§ Text passage:
[Start of section]

The present controversy grew out of the investigation, trial, and conviction of James Owens for the rape and murder of Colleen Williar on August 2, 1987. The State’s key witness, James Thompson, changed his testimony five times during the investigation and trial. Central to Owens’s appeal was withholding of the multiple variations of Thompson’s testimony from defense counsel.

The jury convicted Owens of burglary and felony murder. In 2006, DNA evidence showed that Owens’s DNA did not match the blood and semen evidence at the crime scene. On June 4, 2007, Owens was granted a new trial. On October 15, 2008 the State’s Attorney entered a nolle prosequi, dropping the charges against him. Owens was subsequently from prison released after twenty years of incarceration.

 Statute of Limitations Began to Run After the Nolle Prosequi and Owens’s Claim is Therefore Not Time Barred

First, the Court held that Owens’s claim is not time barred because the statute of limitations began to run when the State issued the nolle prosequi, not when the State granted Owens’s a new trial. Since § 1983 does not provide a statute of limitations, the Court must look to the common-law tort most analogous to Owens’s claim. Here, the Court identified malicious prosecution as the common-law tort most analogous to Owens’s §1983 claims. Generally, the statute of limitation clock begins to run as soon as the plaintiff knows or has reason to know of his injury. However, sometimes, as is the case in malicious prosecutions, the common law provides a “distinctive rule” for determining the start date of the limitations period. Thus, the Court held that the statute of limitations began to run on Owens’s claim after the nolle prosequi, not at the start of the new trial.

 Baltimore City State’s Attorney’s Office Is Not an Entity Capable of Being Sued

Second, the Court held that the Baltimore City State’s Attorney’s Office is not an entity capable of being sued because the office does not have a legal identity. To be suable, an office or agency must be granted a legal identity through statutory or constitutional authority. Owens argued that the Maryland General Assembly granted such legal identity when it named Title 15 of the Maryland Code of Criminal Procedure “Office of the State’s Attorney.” The Court rejected this argument stating that the title refers to a position held by an individual and not a suable office.

 Officers Are Not Protected by Qualified Immunity

The Court rejected the officer’s defense of qualified immunity. The Court had little difficulty concluding that Owens’s allegations state a plausible § 1983 claim because the information withheld by the officers would have supported his theory that Thompson committed the rape and murder; commenting that at the very least it would have discredited Thompson’s testimony. The Court cites the fact that the officers were seasoned veterans who called the ASA moments after receiving Thompson’s final story to support the conclusion that they withheld the four previous versions intentionally and maliciously. The Court points to precedent in Barbee, Sutton, and Boone in holding that the officers should have known that not disclosing material exculpatory evidence was a violation of Owens’s constitutional rights in 1988.

 Owens’s Complaint Survived Motion to Dismiss

Finally, the Court held that the factual allegations in Owens’s complaint, including reported and unreported cases of officers withholding information from the period of time before and during his trial, contained sufficient factual content to allege that the BCPD maintained a custom, policy, or practice allowing the withholding of material exculpatory evidence. The Court found the allegations that BCPD officers withheld information on multiple occasions could establish a “persistent and widespread” pattern of practice. The Court held that Owens’s complaint survived the BCPD’s 12(b)(6) motion to dismiss.

 4th Circuit Affirmed in Part and Vacated in Part

Owens will have yet another day in court to prove his § 1983 claims against the BCPD, and the individual officers, but not the State Attorney’s Office. The case was remanded to the district court for further proceedings.

[End of section]

Stored data
[Start of section]

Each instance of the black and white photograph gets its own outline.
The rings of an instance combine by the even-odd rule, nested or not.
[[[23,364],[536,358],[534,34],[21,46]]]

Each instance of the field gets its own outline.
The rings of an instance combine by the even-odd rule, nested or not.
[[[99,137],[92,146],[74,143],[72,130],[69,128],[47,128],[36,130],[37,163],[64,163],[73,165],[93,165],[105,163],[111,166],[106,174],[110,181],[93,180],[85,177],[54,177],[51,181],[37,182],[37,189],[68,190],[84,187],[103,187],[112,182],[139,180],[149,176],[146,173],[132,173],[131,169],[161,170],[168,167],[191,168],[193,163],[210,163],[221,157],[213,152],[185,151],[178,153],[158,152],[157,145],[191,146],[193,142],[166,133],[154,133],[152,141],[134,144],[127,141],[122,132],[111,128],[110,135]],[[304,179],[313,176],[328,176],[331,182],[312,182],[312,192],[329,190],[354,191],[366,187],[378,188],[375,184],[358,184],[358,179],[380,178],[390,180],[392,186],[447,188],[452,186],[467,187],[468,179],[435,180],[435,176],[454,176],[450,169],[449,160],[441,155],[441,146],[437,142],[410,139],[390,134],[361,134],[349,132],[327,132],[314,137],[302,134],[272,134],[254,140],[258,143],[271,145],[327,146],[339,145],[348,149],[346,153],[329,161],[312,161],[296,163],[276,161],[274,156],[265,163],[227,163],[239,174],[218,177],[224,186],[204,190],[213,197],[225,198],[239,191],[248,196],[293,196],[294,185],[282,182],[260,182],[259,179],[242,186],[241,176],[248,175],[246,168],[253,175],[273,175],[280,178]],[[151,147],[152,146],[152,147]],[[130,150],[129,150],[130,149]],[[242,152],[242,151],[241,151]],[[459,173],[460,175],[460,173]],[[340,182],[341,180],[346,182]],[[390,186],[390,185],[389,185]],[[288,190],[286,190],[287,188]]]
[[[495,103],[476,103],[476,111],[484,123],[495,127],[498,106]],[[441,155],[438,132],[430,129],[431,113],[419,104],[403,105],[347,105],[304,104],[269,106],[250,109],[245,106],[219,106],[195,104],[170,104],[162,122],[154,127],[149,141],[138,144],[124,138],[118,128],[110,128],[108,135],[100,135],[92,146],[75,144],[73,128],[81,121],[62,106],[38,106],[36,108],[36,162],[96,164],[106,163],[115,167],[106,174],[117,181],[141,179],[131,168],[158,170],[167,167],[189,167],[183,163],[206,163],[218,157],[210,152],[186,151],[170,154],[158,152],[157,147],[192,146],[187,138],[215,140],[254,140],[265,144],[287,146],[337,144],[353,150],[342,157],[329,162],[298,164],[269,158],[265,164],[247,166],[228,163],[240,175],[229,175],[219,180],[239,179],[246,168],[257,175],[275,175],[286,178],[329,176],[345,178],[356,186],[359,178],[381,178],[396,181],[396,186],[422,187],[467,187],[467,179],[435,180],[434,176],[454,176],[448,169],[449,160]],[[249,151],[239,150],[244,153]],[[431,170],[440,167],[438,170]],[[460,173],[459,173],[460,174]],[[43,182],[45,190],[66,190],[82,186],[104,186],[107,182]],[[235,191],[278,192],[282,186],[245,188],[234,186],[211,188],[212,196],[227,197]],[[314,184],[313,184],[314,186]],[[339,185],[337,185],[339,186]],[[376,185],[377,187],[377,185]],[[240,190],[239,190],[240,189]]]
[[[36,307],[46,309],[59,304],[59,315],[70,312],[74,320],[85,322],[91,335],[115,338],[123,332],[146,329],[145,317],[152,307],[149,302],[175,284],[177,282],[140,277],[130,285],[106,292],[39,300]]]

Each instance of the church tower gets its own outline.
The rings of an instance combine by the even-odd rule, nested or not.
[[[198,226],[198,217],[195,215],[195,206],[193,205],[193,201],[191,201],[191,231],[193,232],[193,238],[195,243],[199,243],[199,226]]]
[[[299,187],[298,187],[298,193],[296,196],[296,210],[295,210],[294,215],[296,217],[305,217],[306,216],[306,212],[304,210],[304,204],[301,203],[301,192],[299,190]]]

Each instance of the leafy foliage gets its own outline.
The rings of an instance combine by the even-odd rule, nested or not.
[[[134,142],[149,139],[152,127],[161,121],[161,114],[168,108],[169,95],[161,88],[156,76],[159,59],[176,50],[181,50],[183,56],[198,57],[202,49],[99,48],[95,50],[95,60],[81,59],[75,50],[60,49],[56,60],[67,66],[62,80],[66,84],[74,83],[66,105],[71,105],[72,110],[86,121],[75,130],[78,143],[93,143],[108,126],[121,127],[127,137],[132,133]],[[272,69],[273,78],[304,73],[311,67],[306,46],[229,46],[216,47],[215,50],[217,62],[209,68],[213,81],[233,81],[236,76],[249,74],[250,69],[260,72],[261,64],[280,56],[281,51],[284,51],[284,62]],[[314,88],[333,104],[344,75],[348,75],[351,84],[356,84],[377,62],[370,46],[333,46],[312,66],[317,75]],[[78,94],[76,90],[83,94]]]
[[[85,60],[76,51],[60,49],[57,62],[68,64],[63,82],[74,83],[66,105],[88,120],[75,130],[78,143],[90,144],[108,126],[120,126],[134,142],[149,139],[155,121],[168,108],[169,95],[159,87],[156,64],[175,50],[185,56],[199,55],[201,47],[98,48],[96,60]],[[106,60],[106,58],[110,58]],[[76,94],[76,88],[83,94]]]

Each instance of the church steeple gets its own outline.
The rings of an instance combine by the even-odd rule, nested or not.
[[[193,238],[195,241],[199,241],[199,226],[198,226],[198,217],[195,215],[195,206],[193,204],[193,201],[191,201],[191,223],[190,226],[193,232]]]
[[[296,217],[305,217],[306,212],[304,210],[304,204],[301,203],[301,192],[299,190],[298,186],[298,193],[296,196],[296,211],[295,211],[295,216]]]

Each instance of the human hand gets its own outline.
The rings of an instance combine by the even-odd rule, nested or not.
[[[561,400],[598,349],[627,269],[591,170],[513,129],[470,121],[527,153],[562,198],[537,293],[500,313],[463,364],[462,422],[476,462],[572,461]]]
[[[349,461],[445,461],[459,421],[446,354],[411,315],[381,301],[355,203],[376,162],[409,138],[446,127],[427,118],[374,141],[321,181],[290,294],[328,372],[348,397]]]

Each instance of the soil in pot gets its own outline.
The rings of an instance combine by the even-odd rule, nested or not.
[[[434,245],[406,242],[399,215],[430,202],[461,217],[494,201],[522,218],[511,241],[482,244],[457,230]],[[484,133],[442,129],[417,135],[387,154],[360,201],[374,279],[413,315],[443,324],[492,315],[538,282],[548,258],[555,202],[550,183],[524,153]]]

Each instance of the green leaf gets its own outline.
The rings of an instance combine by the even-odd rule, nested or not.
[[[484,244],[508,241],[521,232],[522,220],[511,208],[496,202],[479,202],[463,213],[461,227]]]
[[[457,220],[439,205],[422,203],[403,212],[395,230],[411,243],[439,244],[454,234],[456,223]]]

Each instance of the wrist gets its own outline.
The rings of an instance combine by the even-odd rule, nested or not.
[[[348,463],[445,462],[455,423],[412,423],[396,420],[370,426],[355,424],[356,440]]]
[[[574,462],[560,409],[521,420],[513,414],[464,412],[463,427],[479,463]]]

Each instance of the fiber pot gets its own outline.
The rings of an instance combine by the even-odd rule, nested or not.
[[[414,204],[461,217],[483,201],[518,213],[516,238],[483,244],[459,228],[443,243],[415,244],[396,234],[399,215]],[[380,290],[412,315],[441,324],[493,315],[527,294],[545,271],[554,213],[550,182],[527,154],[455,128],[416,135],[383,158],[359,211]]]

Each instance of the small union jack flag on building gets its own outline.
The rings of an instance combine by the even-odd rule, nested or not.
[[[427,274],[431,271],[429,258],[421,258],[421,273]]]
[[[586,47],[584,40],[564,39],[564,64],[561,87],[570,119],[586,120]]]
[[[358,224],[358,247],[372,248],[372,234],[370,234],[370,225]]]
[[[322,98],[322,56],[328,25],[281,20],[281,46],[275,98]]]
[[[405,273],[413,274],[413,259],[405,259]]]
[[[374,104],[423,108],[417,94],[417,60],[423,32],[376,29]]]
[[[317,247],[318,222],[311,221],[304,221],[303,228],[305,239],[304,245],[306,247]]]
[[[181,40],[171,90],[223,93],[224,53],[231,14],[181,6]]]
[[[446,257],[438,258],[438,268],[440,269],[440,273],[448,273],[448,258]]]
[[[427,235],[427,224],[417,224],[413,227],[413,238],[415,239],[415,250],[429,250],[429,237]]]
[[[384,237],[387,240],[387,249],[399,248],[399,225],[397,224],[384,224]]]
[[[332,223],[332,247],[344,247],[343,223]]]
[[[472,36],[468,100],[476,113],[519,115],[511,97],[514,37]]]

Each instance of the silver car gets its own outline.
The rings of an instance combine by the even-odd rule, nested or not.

[End of section]

§ Tasks to carry out:
1. According to the case summary, how many times did James Thompson change his testimony during the investigation and trial?
2. Copy the case summary between "Finally, the Court" and "motion to dismiss.", inclusive, substituting "pattern of conduct" for "pattern of practice".
None of the entries is needed here.

§ Answers to the exercise:
1. Five times.

2.
Finally, the Court held that the factual allegations in Owens’s complaint, including reported and unreported cases of officers withholding information from the period of time before and during his trial, contained sufficient factual content to allege that the BCPD maintained a custom, policy, or practice allowing the withholding of material exculpatory evidence. The Court found the allegations that BCPD officers withheld information on multiple occasions could establish a “persistent and widespread” pattern of conduct. The Court held that Owens’s complaint survived the BCPD’s 12(b)(6) motion to dismiss.